Limitations of this study included absence of assessing injury specifically from each extrinsic event, reports of corresponding events associated with sustained mouth opening were not collected, and severity of each injury was not assessed. Also, it is possible that repeated assessments may attune one to marginal injury and hence overestimate the rate of injury as a source of bias. However, we expect that any attunement to marginal injury was nondifferential between cases and controls, which may have biased the point estimate toward the null, that is, we may have underestimated the magnitude of association between injury and TMD in our study.
In summary, there was a pronounced influence of jaw injury on painful TMD incidence. Seemingly innocuous injuries from yawning and sustained mouth opening likewise contributed to painful TMD and should be considered when evaluating the etiology of TMD pain. Moreover, effects of injury on painful TMD were amplified in individuals with heightened baseline pain sensitivity.
Author Contributions
S. Sharma, contributed to conception, design, data analysis, and interpretation, drafted and critically revised the manuscript; R. Ohrbach, G. Slade, contributed to conception, design, data acquisition, analysis, and interpretation, drafted and critically revised the manuscript; R.B. Fillingim, J.D. Greenspan, contributed to conception and data acquisition, critically revised the manuscript. All authors gave final approval and agree to be accountable for all aspects of the work.

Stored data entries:
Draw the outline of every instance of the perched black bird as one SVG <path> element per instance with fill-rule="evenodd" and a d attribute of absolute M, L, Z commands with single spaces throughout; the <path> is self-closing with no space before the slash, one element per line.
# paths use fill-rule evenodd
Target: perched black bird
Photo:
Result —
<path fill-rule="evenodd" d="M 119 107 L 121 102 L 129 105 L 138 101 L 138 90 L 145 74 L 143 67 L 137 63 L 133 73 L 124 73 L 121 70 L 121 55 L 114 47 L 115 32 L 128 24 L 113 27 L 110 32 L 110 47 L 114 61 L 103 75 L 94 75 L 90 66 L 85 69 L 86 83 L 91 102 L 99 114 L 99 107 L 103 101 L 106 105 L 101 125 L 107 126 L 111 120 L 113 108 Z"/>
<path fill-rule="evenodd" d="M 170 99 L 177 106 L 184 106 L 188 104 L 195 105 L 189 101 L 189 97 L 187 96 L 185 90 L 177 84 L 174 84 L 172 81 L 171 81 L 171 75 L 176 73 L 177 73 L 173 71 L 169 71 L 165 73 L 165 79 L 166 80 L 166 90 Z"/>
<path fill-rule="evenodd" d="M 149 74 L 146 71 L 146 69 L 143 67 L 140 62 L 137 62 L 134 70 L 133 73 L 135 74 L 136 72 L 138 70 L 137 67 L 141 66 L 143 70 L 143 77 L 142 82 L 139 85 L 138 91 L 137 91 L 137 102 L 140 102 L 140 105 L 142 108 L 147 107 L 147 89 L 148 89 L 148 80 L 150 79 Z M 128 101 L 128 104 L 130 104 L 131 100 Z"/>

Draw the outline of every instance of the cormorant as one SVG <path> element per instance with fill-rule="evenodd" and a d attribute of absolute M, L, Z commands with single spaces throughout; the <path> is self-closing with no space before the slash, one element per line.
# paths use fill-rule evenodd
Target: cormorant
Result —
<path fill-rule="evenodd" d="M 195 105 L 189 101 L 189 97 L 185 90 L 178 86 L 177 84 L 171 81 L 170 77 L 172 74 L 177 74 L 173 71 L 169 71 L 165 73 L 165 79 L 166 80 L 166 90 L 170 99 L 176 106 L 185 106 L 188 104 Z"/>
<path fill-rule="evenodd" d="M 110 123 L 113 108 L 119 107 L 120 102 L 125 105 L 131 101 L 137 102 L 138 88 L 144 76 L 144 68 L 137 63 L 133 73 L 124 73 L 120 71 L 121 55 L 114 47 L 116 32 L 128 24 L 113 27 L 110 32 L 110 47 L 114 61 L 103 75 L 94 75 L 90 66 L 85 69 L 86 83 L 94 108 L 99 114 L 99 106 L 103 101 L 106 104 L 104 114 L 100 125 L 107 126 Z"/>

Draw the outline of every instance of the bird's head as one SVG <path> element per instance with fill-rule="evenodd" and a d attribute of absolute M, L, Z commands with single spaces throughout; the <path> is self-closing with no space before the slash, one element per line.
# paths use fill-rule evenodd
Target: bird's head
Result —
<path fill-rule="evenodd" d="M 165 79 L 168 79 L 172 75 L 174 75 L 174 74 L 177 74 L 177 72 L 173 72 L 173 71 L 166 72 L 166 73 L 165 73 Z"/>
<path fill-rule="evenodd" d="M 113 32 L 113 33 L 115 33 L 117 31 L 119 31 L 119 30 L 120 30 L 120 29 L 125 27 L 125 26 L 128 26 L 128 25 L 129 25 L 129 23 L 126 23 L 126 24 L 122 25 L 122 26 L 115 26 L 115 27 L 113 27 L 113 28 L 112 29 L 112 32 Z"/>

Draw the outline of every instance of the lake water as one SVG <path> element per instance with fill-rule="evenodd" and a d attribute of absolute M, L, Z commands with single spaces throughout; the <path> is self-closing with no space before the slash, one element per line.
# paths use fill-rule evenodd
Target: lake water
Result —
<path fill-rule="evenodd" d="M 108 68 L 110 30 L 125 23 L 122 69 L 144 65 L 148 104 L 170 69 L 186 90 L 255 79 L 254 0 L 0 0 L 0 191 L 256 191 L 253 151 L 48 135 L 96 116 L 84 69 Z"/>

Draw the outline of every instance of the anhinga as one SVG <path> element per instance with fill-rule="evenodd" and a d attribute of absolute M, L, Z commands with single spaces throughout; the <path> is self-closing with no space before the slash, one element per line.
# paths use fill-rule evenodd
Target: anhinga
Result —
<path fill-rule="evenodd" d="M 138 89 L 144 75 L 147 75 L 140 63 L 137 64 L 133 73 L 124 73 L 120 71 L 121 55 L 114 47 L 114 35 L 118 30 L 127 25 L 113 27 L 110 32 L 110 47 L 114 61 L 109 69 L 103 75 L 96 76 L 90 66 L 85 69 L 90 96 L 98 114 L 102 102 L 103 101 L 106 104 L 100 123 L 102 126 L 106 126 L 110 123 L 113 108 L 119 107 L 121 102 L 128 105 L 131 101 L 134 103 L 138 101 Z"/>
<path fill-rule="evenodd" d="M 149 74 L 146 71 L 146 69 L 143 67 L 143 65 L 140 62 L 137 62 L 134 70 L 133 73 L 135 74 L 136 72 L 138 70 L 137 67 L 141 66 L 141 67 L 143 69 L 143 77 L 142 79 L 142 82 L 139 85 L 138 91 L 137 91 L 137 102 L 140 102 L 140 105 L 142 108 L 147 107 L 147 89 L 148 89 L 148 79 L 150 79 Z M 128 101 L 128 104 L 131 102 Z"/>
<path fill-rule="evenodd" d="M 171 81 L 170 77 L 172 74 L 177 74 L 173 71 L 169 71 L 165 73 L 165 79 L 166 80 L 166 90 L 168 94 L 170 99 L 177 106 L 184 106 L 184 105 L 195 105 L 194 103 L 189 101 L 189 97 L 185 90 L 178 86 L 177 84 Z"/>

• WORK REQUEST A
Edit the passage on jaw injury and painful TMD, starting with "In summary, there" and going on through "of the work.", with "pronounced" replaced by "marked".
• WORK REQUEST B
Continue the passage on jaw injury and painful TMD from where it stops.
The material plays no part in any of this.

• TASK RESPONSE A
In summary, there was a marked influence of jaw injury on painful TMD incidence. Seemingly innocuous injuries from yawning and sustained mouth opening likewise contributed to painful TMD and should be considered when evaluating the etiology of TMD pain. Moreover, effects of injury on painful TMD were amplified in individuals with heightened baseline pain sensitivity.
Author Contributions
S. Sharma, contributed to conception, design, data analysis, and interpretation, drafted and critically revised the manuscript; R. Ohrbach, G. Slade, contributed to conception, design, data acquisition, analysis, and interpretation, drafted and critically revised the manuscript; R.B. Fillingim, J.D. Greenspan, contributed to conception and data acquisition, critically revised the manuscript. All authors gave final approval and agree to be accountable for all aspects of the work.

• TASK RESPONSE B
Supplemental Material
DS_10.1177_0022034520913247 – Supplemental material for Pain Sensitivity Modifies Risk of Injury-Related Temporomandibular Disorder
Supplemental material, DS_10.1177_0022034520913247 for Pain Sensitivity Modifies Risk of Injury-Related Temporomandibular Disorder by S. Sharma, R. Ohrbach, R.B. Fillingim, J.D. Greenspan and G. Slade in Journal of Dental Research
Footnotes
A supplemental appendix to this article is available online
This work was supported by the National Institutes of Health and National Institutes of Dental and Craniofacial Research grant U01-DE017018 (OPPERA) and training grant T32-DE023526 (awarded to the Department of Oral Biology, University at Buffalo). Additional funding was received from Department of Oral Diagnostic Sciences, School of Dental Medicine, University at Buffalo, New York.
R.B. Fillingim is an equity stock holder in Algynomics, Inc., a company providing research services in personalized pain medication and diagnostics. J.D. Greenspan serves on the National Institutes of Health Scientific Advisory Panel. The other authors declare no potential conflicts of interest with respect to the authorship and/or publication of this article.